● Given records
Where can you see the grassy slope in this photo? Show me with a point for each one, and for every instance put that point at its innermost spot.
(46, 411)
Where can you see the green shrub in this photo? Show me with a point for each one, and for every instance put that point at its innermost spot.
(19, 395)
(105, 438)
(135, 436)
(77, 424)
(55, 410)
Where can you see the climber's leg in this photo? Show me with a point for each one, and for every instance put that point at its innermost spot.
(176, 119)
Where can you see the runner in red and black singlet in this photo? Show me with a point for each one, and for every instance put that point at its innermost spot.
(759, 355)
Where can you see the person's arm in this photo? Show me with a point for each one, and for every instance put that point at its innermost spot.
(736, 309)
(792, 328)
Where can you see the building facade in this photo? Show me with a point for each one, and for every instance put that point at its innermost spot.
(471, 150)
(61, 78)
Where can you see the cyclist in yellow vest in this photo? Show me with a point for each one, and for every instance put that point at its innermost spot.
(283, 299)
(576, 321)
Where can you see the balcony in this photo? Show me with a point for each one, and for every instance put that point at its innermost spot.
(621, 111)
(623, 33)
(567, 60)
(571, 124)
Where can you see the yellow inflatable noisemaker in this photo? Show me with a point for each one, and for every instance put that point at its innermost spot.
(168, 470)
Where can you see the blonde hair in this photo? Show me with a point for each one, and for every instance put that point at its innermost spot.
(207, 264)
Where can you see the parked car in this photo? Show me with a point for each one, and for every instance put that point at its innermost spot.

● Required work
Return, word for word, each line from the line that contains "Where can you see the building" to the end of the listing above; include both end lines and nothing else.

● Task solution
Where can you see the building facade in this photo? Show me with a point for each one, and for every instance put that point at its innermost spot.
(471, 150)
(61, 78)
Where can you see the cyclist in yellow vest in this photo? Show me with a point for each one, and for every instance put that point at its innermost spot.
(283, 299)
(576, 321)
Where can you see the balcony in this photo? Show me with a point for each one, and for every instance put that point at its innermost spot.
(621, 111)
(623, 33)
(567, 60)
(571, 124)
Where can you see the yellow inflatable noisemaker in this photo? Show me with a point for each one, and for every instance put that point at its innermost spot.
(168, 470)
Where can you see the blonde hair in this photo? Show me with a point for each one, and for every instance put that point at its innermost spot.
(207, 264)
Where can you see the parked car in this photo? Show me with a point for each one, and for every instance put that point at its innermost spot.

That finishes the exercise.